- **Try it**
In the data below, find the line that contains "mark: the power line" and the line that contains "mark: the sidewalk". Copy both, plus every line between them, exactly.
** Extracted entries follows **
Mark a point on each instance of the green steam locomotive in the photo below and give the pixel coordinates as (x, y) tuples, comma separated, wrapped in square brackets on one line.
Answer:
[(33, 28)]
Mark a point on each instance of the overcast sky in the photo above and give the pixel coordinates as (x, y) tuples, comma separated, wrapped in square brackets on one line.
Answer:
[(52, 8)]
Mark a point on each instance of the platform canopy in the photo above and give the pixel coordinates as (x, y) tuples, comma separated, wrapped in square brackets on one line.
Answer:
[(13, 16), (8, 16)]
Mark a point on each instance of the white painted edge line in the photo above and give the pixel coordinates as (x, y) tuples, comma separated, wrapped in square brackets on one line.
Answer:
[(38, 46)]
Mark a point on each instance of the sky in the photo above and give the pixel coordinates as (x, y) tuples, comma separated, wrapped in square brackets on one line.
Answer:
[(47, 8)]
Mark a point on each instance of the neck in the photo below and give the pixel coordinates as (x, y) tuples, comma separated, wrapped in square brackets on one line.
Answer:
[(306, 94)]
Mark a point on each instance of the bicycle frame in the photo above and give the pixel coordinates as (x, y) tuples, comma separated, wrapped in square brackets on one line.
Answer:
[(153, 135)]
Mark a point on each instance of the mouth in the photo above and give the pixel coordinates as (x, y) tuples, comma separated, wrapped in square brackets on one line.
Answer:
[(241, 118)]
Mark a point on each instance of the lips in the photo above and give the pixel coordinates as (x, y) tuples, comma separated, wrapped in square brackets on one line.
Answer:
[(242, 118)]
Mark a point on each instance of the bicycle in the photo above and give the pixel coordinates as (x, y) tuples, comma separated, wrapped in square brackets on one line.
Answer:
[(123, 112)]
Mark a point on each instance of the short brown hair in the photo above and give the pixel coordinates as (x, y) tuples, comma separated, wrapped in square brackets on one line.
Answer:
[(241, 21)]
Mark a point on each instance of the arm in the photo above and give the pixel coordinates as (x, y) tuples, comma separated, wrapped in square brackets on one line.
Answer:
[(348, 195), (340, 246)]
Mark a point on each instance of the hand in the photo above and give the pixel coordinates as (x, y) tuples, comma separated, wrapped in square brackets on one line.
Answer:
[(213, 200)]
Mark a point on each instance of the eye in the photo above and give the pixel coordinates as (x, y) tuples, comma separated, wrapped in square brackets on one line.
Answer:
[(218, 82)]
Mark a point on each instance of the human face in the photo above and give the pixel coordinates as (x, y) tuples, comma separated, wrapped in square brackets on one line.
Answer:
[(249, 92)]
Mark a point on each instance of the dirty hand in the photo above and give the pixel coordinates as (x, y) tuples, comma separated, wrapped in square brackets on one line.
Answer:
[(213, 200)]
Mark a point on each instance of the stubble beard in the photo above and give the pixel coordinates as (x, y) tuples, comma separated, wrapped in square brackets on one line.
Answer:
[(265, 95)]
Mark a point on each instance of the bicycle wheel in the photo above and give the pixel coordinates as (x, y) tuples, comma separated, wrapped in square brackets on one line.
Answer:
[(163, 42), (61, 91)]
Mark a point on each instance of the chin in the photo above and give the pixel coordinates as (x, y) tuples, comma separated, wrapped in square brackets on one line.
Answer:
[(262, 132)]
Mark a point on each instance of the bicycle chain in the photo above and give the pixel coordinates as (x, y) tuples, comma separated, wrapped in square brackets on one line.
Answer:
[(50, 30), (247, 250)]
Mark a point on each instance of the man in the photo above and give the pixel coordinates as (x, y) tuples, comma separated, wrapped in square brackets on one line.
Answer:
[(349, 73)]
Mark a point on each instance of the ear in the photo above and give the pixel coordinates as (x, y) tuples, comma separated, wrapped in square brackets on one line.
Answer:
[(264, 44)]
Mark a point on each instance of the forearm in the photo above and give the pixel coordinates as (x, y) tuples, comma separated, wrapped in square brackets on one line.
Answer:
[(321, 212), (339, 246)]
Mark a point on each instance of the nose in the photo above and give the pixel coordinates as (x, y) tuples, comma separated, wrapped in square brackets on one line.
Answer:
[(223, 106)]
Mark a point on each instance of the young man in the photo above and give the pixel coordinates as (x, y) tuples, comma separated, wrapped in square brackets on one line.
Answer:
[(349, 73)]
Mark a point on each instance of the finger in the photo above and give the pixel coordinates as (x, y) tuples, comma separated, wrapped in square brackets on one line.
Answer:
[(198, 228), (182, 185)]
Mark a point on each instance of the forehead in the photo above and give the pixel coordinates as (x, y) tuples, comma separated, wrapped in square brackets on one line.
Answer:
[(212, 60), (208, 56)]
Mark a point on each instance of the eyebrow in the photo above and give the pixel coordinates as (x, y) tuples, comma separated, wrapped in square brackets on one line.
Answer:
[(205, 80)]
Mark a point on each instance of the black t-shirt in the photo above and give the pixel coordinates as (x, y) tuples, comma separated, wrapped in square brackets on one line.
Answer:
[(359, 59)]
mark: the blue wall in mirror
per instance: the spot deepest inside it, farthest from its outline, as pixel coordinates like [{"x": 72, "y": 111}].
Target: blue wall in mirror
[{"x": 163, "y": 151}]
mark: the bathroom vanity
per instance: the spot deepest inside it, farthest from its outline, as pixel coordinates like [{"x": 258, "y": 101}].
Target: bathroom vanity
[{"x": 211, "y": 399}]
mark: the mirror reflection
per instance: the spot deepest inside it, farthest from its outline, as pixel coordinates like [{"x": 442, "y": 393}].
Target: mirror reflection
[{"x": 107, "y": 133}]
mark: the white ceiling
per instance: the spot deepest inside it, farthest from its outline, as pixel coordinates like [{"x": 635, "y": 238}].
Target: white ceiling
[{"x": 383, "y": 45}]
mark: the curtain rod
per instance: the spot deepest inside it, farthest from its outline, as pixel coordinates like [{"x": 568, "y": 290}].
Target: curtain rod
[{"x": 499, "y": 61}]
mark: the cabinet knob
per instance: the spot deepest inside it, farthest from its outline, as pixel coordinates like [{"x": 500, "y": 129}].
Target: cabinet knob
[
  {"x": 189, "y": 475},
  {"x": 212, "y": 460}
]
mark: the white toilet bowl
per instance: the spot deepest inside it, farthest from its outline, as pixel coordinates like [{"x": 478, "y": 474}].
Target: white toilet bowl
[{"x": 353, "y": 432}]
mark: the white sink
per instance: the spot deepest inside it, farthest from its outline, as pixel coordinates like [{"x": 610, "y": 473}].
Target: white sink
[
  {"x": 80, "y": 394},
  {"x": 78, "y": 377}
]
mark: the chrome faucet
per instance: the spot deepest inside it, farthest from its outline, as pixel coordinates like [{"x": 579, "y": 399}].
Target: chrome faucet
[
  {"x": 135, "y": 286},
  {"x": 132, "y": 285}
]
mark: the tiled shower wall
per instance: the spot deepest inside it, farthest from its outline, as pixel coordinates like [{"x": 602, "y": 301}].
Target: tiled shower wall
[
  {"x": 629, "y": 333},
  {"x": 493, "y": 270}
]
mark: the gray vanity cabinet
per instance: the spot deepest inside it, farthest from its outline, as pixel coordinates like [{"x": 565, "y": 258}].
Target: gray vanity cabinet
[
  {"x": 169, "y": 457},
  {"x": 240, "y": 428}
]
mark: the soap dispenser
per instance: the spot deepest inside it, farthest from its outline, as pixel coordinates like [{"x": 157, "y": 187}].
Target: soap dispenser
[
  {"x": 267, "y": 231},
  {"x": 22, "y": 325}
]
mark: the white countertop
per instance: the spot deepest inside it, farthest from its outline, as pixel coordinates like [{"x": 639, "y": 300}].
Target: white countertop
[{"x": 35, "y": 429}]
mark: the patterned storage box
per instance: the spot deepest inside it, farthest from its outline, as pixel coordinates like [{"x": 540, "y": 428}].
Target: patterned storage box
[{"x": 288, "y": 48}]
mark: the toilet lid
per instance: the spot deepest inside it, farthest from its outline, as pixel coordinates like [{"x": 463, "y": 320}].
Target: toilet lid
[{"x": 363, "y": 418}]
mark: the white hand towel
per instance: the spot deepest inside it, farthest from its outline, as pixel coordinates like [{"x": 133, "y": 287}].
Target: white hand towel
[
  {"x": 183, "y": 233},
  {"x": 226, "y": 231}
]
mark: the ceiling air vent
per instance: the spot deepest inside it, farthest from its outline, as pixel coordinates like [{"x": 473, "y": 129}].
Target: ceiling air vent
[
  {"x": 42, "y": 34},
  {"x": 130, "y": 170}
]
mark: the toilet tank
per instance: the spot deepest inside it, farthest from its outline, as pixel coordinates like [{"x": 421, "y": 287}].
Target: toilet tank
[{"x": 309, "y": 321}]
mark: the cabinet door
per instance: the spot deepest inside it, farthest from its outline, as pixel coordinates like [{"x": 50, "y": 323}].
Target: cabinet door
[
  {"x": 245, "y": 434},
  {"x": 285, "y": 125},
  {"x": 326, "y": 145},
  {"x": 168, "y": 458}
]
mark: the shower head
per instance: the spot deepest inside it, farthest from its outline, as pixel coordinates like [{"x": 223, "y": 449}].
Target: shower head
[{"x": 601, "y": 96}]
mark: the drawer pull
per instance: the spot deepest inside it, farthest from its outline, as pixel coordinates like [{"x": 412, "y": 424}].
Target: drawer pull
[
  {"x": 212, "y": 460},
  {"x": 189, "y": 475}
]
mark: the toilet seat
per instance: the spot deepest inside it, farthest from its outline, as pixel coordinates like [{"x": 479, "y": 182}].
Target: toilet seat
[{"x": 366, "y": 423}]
** End of Extracted entries **
** Extracted entries follows **
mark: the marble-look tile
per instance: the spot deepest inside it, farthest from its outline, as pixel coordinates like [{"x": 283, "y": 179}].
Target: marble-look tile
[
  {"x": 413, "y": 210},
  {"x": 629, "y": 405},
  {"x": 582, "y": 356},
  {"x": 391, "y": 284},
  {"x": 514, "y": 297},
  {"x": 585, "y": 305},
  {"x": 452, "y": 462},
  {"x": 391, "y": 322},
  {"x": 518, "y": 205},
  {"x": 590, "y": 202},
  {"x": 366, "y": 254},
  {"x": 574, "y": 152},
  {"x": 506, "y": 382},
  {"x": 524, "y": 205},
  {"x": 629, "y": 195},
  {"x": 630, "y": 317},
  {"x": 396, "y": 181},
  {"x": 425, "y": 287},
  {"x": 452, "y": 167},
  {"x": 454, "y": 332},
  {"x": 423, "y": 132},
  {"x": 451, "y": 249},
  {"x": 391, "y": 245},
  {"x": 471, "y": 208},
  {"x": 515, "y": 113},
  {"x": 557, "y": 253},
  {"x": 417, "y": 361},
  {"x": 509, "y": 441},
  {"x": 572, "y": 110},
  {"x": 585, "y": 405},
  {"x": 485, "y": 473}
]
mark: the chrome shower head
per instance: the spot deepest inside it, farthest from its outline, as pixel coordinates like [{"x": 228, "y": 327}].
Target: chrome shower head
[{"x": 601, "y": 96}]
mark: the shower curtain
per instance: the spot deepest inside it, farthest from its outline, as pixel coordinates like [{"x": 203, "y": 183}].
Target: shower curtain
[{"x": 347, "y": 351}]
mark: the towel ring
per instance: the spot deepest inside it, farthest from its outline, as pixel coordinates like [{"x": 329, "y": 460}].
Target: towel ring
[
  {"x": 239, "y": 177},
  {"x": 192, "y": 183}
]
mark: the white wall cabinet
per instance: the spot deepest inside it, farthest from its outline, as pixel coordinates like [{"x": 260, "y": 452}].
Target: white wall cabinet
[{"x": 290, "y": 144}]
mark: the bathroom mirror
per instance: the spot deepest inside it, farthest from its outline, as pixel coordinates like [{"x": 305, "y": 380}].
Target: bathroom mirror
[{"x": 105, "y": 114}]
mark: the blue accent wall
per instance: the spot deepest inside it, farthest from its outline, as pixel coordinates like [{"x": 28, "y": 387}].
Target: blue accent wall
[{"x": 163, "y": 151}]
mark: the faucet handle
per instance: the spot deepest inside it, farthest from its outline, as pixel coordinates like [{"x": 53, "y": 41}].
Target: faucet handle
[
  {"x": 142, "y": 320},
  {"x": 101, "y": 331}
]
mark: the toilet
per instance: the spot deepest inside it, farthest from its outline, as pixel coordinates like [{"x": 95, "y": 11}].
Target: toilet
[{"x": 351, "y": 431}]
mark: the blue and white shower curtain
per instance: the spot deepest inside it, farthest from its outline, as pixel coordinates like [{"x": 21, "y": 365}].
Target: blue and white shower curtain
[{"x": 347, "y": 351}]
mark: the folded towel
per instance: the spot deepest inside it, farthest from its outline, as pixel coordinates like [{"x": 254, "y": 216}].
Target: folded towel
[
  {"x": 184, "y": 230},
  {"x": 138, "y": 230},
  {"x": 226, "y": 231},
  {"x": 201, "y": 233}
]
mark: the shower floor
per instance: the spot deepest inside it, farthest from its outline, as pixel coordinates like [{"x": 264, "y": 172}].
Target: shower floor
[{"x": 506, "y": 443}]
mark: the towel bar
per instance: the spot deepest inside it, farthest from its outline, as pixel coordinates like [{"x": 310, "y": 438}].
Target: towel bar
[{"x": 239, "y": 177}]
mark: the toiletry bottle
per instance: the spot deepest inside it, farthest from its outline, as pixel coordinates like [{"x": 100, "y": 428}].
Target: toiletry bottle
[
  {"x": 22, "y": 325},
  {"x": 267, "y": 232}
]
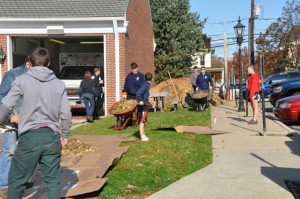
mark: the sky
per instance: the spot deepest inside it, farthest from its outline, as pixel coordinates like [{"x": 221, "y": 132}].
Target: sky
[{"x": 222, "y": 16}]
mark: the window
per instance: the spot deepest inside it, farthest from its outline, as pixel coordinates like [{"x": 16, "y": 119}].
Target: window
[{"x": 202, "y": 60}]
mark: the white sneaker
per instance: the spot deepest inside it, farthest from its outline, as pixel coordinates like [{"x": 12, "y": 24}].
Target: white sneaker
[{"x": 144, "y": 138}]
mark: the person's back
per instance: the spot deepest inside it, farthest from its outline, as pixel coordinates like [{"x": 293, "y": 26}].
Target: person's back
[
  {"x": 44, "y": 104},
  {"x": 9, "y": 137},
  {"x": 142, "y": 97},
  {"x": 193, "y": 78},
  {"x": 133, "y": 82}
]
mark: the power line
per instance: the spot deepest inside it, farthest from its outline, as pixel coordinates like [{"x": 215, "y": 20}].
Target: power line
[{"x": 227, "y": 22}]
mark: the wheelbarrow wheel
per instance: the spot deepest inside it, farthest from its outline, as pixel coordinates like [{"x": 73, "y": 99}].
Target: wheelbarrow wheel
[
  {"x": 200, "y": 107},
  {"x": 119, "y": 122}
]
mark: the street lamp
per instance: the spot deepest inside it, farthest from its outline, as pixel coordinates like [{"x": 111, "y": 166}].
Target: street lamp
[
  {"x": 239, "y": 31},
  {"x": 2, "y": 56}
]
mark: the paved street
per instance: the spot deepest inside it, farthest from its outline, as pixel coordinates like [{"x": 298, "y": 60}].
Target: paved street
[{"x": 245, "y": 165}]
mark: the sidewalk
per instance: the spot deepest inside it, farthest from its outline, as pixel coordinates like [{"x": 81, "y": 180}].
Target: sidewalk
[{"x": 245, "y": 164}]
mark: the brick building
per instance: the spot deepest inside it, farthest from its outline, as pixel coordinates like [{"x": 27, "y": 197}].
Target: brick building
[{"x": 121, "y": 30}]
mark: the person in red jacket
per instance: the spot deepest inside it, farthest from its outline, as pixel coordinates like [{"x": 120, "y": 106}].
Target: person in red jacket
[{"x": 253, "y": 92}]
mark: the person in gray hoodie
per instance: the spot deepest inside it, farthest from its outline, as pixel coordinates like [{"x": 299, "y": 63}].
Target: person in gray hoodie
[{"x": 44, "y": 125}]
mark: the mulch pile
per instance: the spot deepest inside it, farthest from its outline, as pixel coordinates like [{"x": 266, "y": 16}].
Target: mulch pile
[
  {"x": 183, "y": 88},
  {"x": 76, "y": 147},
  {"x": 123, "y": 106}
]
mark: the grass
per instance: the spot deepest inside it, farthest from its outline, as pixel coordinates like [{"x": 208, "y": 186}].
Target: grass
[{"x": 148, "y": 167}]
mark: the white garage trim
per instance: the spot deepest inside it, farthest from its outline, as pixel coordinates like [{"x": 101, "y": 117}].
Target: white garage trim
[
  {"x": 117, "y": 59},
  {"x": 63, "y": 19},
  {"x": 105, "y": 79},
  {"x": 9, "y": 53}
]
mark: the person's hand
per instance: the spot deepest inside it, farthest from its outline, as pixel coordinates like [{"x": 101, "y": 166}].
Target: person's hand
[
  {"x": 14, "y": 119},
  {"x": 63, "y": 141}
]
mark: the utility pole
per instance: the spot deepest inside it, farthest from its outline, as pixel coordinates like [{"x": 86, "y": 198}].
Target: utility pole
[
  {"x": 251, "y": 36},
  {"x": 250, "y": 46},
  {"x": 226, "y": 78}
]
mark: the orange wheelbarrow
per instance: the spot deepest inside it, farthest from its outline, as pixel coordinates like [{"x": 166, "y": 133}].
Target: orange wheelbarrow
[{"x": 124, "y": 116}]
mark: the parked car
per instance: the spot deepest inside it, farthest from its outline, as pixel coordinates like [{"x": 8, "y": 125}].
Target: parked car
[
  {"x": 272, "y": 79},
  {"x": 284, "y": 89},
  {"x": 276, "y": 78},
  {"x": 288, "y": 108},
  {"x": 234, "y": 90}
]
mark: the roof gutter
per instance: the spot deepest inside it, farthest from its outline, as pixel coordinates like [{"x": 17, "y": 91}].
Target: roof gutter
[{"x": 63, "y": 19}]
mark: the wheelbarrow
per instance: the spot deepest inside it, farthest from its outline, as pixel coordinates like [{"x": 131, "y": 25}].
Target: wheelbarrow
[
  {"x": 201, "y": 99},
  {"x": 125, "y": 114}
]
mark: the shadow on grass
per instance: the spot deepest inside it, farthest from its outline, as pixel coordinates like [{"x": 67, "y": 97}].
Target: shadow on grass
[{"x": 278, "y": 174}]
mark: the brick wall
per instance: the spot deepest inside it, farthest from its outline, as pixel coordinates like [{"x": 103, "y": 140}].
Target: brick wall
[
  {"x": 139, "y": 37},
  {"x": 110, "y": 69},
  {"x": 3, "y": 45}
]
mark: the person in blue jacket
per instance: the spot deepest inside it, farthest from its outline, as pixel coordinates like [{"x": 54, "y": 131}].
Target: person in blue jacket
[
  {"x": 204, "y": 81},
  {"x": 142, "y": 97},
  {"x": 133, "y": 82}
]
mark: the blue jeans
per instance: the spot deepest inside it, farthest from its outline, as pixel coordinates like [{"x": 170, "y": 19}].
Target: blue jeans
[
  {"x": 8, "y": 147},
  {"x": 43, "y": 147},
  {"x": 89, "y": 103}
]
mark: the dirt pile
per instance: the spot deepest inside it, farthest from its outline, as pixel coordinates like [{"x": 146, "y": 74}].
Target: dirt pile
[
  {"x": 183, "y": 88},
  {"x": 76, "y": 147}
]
** End of Extracted entries **
** Extracted entries follows **
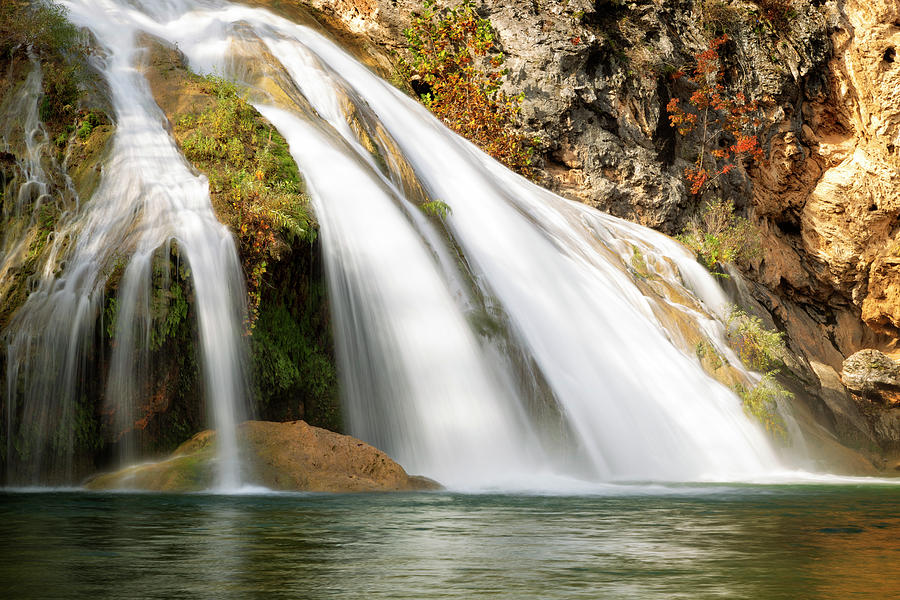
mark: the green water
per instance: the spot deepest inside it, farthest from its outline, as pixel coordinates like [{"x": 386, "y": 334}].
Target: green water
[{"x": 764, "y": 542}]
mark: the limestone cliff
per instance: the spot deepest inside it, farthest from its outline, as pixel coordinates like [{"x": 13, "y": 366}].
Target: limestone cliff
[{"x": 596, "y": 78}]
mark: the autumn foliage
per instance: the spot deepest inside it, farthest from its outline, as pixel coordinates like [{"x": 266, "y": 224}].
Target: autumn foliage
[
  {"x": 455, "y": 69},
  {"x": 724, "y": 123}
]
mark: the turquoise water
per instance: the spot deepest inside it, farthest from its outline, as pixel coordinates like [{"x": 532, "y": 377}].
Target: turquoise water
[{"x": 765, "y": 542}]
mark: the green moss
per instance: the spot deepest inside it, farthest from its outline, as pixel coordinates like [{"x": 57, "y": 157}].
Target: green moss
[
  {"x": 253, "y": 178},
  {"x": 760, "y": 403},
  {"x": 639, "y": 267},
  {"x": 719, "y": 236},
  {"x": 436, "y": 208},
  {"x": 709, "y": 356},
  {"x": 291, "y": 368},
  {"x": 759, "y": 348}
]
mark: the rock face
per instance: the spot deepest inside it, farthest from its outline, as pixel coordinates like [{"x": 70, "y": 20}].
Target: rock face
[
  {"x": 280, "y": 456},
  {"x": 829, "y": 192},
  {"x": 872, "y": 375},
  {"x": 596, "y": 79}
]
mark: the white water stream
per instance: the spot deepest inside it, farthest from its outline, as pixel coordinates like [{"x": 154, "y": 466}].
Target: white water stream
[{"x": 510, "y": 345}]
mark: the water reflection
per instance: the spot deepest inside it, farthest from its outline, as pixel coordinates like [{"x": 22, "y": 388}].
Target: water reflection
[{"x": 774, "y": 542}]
** End of Extracted entries **
- **Reply to the exercise**
mark: the power line
per instance: the spot deepest inside it, farthest from its outline, as pixel coordinates like [{"x": 215, "y": 20}].
Target: power line
[{"x": 227, "y": 22}]
mark: the wheelbarrow wheel
per instance: the spot deepest inside it, farthest from its outline, as pixel coordinates like [{"x": 73, "y": 99}].
Target: wheelbarrow wheel
[
  {"x": 200, "y": 107},
  {"x": 119, "y": 122}
]
mark: the street lamp
per instance: the spot deepest inside it, farthest from its outline, as pixel coordinates like [{"x": 111, "y": 166}].
Target: street lamp
[
  {"x": 239, "y": 31},
  {"x": 2, "y": 56}
]
mark: the paved street
per instance: the spot deepest inside it, farthest from its outline, as pixel coordinates like [{"x": 298, "y": 60}].
Target: paved street
[{"x": 245, "y": 165}]
mark: the sidewalk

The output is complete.